Can you give the listing again from its beginning up to and including the line with "189 185 L 200", changing "row of trees" to "line of trees" and leaving everything else the same?

[Begin Extracted data]

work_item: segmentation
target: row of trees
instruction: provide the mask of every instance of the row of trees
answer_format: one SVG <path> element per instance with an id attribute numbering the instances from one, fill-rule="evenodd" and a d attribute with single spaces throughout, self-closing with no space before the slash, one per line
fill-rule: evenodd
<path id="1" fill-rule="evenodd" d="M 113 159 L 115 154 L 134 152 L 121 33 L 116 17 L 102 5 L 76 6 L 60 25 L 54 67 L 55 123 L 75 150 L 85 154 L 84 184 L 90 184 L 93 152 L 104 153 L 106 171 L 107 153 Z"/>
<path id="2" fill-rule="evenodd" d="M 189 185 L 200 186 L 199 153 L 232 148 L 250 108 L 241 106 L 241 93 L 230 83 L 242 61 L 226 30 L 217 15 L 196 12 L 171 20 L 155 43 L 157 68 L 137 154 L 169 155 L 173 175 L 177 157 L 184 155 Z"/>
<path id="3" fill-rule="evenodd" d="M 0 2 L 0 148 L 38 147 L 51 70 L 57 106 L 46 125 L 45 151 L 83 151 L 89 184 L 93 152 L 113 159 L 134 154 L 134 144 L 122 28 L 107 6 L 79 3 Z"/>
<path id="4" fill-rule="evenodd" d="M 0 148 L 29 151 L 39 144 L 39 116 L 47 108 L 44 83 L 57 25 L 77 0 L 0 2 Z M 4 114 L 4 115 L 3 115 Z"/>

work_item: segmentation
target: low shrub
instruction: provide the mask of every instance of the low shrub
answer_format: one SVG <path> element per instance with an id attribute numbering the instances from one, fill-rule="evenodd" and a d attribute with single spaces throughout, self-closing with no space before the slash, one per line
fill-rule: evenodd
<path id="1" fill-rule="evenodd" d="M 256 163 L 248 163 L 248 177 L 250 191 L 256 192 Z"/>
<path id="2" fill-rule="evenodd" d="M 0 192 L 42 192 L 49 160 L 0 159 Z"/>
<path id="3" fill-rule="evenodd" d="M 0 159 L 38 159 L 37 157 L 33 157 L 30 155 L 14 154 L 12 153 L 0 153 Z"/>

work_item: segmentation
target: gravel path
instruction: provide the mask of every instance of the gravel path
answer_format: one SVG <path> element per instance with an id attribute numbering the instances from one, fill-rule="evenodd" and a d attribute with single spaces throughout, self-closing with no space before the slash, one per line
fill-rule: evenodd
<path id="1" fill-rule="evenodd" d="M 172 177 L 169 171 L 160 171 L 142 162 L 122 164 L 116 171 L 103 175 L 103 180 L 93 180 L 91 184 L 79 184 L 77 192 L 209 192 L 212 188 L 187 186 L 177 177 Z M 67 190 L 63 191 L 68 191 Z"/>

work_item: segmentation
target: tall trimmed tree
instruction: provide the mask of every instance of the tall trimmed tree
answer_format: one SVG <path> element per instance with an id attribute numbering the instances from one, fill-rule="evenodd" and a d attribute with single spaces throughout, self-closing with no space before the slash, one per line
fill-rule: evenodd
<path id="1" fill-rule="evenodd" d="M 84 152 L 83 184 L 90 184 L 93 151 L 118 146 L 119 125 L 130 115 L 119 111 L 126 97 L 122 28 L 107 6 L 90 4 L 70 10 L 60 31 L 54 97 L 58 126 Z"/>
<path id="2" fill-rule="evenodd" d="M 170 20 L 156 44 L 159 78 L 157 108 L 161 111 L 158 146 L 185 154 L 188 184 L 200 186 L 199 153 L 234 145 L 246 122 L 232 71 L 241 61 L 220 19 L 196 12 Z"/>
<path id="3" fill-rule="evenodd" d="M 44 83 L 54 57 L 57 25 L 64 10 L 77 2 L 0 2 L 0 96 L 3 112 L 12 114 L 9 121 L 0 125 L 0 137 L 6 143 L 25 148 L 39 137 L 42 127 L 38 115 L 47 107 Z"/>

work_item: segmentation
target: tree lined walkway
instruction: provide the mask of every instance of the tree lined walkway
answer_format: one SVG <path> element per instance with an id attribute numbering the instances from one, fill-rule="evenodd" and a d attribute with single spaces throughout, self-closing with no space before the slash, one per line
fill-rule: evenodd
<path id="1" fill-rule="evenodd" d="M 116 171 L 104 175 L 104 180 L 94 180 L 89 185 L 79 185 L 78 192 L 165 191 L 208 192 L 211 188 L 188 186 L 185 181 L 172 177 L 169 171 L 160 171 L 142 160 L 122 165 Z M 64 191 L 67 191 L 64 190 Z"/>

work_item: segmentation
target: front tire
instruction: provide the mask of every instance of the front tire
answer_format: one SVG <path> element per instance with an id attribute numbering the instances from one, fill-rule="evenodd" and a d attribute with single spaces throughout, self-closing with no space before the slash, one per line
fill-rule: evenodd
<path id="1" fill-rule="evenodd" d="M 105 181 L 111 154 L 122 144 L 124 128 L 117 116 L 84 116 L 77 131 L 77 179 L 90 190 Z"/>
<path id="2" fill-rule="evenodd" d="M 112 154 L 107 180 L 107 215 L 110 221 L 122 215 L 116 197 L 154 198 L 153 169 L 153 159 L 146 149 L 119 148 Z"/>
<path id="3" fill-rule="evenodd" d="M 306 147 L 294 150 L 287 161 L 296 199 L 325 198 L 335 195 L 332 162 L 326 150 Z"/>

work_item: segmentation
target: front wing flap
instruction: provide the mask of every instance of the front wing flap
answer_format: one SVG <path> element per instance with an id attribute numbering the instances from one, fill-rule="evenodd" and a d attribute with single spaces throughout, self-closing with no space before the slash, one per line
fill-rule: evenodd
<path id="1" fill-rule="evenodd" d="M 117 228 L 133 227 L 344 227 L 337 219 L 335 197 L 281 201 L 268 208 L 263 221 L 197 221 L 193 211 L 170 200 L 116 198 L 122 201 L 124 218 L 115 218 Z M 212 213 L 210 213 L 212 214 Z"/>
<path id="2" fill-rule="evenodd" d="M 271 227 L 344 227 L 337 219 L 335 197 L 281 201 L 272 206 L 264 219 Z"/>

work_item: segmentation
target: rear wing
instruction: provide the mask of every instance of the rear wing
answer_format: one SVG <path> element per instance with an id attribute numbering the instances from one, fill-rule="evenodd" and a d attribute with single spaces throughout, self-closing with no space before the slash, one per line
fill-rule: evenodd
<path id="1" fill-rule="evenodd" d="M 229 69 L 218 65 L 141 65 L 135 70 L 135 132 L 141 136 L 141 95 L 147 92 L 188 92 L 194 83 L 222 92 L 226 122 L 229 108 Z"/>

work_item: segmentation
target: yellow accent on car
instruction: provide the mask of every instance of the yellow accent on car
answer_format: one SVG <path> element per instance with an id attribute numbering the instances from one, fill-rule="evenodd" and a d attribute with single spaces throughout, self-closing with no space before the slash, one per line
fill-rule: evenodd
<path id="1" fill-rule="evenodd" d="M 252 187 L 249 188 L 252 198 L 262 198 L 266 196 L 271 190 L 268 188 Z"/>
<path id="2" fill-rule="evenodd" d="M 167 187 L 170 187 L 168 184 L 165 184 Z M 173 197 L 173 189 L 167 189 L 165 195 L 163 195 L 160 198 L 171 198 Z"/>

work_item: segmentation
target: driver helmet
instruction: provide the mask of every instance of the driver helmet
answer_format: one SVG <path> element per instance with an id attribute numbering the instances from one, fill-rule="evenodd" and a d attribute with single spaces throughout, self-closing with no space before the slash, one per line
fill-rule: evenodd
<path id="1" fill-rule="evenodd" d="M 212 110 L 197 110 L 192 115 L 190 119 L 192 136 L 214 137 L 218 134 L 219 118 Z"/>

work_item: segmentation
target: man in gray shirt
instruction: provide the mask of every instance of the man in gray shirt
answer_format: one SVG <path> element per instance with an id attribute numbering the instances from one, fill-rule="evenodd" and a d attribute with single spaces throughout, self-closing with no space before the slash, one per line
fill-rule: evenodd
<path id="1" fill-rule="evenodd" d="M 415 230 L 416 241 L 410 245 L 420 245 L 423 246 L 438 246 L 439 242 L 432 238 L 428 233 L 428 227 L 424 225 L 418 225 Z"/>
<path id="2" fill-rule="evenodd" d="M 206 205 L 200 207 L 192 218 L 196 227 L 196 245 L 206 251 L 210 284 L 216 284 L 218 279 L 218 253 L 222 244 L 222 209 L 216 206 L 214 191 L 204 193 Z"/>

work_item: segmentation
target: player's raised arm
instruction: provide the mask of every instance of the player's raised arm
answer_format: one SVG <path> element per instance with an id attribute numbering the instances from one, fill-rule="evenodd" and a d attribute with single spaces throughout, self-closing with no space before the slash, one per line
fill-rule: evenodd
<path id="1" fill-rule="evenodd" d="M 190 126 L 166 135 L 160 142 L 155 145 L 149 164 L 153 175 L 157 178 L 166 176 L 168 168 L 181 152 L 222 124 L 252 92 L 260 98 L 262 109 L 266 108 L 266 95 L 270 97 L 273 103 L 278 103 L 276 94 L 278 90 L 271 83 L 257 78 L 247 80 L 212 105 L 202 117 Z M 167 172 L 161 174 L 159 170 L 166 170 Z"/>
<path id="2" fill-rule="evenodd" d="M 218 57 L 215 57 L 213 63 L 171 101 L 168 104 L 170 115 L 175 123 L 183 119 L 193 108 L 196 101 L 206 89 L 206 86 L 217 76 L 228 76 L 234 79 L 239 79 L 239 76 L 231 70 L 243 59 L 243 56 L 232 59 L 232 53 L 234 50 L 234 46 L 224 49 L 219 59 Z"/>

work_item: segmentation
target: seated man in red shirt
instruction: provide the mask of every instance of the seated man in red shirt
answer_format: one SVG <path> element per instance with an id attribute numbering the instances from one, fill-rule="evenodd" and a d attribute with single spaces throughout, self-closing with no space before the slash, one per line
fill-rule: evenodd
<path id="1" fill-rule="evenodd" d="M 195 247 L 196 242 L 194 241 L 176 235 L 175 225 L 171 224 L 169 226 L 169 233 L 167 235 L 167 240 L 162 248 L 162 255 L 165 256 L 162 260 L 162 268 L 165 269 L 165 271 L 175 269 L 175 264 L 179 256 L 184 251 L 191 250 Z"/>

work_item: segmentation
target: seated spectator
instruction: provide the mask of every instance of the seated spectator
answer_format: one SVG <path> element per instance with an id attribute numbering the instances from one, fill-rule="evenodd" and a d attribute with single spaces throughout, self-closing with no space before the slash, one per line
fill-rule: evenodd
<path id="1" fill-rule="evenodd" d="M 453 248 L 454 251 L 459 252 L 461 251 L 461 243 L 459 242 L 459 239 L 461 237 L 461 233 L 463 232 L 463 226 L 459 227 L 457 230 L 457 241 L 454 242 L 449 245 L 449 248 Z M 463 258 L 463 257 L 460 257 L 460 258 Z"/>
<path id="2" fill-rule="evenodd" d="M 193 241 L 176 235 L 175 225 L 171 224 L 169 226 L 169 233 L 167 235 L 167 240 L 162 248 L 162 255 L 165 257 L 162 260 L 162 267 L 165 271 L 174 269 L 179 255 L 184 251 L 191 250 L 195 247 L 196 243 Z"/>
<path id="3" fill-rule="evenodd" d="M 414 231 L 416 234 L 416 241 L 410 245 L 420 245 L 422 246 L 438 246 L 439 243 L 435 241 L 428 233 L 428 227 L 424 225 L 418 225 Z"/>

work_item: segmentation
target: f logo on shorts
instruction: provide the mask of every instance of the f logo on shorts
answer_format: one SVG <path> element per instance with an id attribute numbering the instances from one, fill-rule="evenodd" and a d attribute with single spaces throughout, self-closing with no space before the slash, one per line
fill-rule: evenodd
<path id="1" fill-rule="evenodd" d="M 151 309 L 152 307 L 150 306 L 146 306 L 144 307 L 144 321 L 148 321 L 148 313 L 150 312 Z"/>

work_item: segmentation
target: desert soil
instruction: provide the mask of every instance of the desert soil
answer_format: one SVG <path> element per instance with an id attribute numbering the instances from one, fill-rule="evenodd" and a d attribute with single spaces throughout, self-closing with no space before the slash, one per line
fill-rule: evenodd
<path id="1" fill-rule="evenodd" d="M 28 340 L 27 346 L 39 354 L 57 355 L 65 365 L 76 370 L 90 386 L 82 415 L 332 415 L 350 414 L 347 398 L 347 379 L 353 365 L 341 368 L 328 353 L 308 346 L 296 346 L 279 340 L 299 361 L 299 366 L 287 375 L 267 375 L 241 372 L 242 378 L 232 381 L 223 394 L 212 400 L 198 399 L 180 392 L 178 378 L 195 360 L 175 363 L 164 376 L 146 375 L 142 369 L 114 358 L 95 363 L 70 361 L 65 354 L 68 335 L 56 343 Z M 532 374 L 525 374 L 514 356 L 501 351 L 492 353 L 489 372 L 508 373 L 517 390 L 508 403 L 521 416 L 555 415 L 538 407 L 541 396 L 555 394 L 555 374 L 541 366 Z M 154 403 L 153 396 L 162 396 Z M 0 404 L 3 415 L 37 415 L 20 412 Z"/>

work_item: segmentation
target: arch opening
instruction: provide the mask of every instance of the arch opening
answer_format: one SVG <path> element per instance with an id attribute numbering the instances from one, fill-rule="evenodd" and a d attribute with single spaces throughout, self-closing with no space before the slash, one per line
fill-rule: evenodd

[End Extracted data]

Solution to this exercise |
work_item: segmentation
target: line of trees
instruction: provide the mask of every instance of the line of trees
answer_format: one SVG <path> element per instance with an id attribute numbering the instances from one, fill-rule="evenodd" and a d attribute with single spaces throughout, self-closing with no space before the slash, one per line
fill-rule: evenodd
<path id="1" fill-rule="evenodd" d="M 113 159 L 115 154 L 134 152 L 121 33 L 116 17 L 102 5 L 76 6 L 60 25 L 54 67 L 55 123 L 75 150 L 85 154 L 84 184 L 90 184 L 93 152 L 104 153 L 106 171 L 107 153 Z"/>
<path id="2" fill-rule="evenodd" d="M 189 185 L 200 186 L 199 153 L 232 148 L 250 108 L 241 106 L 241 93 L 230 83 L 242 61 L 226 30 L 217 15 L 196 12 L 171 20 L 155 43 L 157 68 L 137 154 L 169 155 L 173 175 L 177 157 L 184 155 Z"/>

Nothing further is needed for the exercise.